# [Aim of the task]
Rewrite the items with every "bare twig" changed to "leafless twig" and everything else left as it is. Leave the pictures out of your answer.

# Start of Records provided

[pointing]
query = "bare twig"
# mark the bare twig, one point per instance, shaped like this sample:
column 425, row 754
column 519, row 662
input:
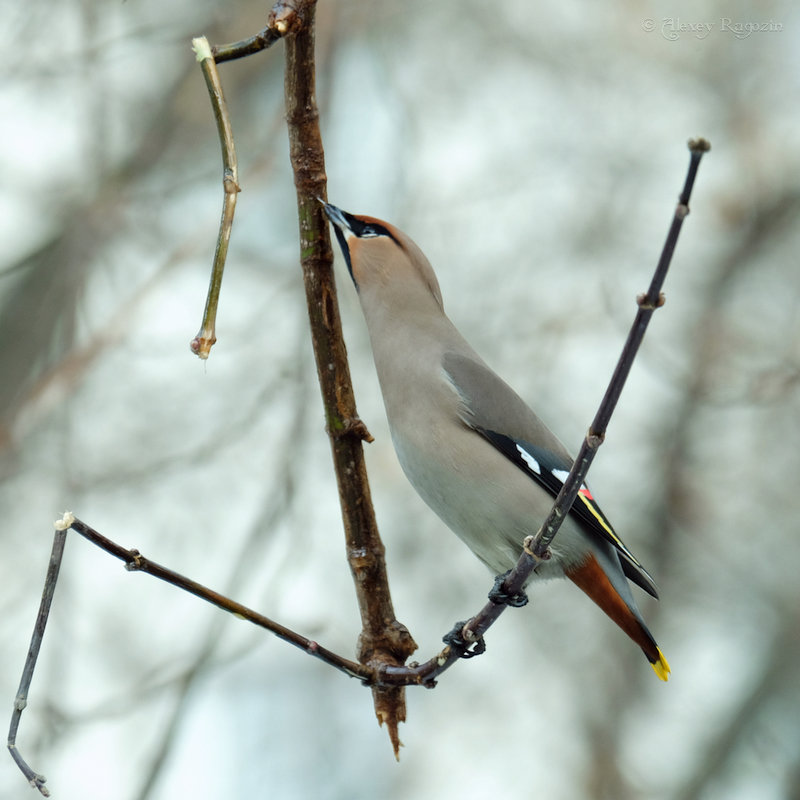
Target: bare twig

# End of Records provided

# [Written solution]
[pointing]
query = "leafless twig"
# mark the leafless twig, one point per instance, shaped like this sample:
column 425, row 754
column 519, row 662
input:
Target: leafless twig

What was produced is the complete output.